## Lines of data
┏━━

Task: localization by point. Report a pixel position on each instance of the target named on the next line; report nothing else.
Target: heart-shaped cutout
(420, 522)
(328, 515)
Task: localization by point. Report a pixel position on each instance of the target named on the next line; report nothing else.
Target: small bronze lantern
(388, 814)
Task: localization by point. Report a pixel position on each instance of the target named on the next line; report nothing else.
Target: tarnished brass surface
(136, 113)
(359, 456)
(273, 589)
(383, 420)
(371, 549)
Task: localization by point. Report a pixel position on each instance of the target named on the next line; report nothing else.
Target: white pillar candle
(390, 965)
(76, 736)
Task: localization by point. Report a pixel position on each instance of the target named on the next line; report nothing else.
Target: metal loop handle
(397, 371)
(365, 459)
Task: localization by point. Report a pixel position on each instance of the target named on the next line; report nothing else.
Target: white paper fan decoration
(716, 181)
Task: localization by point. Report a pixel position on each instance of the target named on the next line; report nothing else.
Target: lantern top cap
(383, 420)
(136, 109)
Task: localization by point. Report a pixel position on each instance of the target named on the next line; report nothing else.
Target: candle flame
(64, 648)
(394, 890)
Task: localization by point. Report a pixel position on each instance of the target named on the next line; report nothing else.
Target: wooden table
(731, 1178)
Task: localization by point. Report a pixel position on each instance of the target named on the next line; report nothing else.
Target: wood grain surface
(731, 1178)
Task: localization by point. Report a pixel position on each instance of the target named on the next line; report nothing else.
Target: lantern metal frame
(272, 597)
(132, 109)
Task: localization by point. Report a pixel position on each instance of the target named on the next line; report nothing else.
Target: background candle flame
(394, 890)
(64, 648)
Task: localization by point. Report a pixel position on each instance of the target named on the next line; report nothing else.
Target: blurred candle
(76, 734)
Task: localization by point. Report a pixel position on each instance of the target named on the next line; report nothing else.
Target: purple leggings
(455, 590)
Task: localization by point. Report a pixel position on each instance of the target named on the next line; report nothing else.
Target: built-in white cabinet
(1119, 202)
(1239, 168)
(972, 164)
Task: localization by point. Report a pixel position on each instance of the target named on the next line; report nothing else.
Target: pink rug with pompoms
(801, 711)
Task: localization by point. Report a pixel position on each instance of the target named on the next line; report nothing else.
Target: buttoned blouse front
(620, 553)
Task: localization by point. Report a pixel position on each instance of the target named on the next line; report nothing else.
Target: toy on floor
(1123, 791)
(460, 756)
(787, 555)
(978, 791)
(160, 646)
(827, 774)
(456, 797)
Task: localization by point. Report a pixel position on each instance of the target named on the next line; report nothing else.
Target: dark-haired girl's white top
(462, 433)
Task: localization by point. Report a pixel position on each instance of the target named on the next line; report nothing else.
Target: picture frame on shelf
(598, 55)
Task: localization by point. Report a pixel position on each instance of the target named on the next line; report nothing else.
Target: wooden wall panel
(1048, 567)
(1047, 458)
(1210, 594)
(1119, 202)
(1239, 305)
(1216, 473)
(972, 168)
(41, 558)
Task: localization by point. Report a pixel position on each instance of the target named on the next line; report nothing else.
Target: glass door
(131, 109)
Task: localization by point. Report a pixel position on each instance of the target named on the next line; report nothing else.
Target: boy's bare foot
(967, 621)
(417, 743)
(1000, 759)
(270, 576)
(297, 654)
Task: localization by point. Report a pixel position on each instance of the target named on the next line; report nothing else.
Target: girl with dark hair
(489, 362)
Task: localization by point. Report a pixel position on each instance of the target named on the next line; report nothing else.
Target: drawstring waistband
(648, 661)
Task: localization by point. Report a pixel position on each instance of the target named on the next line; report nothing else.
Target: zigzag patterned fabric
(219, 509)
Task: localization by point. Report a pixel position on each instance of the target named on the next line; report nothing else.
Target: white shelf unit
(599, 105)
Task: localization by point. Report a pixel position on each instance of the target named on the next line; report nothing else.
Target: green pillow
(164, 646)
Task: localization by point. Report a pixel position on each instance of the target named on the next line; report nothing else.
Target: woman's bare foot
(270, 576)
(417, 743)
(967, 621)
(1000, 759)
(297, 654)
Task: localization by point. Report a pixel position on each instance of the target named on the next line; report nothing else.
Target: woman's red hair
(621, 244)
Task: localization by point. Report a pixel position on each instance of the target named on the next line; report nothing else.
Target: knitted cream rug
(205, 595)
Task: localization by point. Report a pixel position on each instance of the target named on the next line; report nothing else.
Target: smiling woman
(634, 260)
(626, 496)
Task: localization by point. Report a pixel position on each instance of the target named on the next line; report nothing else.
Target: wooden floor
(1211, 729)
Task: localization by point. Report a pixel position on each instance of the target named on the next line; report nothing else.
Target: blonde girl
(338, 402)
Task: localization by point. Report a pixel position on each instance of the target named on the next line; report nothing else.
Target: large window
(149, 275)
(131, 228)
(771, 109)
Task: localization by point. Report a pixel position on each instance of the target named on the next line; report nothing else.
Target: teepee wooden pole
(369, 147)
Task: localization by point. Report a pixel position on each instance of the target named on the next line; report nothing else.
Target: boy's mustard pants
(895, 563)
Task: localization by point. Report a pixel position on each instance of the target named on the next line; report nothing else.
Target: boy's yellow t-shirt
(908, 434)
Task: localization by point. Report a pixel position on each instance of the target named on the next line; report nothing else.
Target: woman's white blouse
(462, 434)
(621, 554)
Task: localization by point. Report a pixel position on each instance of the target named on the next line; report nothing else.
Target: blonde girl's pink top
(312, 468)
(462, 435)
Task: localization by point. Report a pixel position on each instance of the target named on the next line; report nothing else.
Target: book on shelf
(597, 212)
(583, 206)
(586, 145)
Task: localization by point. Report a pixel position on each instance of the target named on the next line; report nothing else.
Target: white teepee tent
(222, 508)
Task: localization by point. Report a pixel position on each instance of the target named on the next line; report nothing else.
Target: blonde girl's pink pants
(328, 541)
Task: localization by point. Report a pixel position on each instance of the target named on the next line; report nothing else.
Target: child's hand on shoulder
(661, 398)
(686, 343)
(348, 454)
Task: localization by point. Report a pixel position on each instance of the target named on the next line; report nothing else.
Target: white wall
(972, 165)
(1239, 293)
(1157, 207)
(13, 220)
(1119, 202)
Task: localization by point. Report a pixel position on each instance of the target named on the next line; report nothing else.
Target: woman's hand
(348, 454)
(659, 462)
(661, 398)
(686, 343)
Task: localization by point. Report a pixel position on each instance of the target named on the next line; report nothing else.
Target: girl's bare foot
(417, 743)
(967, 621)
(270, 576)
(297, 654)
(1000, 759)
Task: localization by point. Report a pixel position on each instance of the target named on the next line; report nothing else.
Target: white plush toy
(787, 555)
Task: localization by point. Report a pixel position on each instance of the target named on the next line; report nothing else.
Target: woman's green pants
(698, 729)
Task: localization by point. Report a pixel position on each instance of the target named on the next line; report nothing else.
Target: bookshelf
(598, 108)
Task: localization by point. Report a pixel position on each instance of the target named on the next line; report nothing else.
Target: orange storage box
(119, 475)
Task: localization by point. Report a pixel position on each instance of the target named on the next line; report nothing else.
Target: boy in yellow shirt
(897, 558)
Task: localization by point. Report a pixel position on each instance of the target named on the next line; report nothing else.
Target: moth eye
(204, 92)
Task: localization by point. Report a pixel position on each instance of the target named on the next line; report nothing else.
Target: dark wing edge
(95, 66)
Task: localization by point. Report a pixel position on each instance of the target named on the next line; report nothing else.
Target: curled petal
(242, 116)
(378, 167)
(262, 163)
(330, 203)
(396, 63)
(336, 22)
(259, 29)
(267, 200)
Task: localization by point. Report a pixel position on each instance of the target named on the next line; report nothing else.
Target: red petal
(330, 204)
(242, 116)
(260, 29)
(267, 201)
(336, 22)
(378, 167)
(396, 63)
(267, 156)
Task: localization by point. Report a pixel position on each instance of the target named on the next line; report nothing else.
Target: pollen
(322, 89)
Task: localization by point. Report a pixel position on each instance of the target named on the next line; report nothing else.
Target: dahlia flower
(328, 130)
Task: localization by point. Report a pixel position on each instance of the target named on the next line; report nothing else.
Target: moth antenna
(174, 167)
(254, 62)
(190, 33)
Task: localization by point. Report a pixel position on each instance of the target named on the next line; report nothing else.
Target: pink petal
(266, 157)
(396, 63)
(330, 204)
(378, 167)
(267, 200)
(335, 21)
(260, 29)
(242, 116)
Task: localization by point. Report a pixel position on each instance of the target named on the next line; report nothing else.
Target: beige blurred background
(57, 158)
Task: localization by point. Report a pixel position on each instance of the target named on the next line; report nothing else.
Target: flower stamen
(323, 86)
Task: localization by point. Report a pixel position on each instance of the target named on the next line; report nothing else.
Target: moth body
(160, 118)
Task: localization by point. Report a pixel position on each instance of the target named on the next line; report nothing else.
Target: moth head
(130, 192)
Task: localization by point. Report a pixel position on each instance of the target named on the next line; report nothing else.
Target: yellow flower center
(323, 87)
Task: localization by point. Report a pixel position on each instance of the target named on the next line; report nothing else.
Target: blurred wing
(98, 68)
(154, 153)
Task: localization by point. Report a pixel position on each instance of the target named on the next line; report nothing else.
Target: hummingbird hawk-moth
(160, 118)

┗━━

## Exercise requirements
Please gather every line of the listing above that contains the string "lantern", and copy each one.

## Solution to the problem
Target: small bronze lantern
Target: lantern top cap
Target: lantern metal frame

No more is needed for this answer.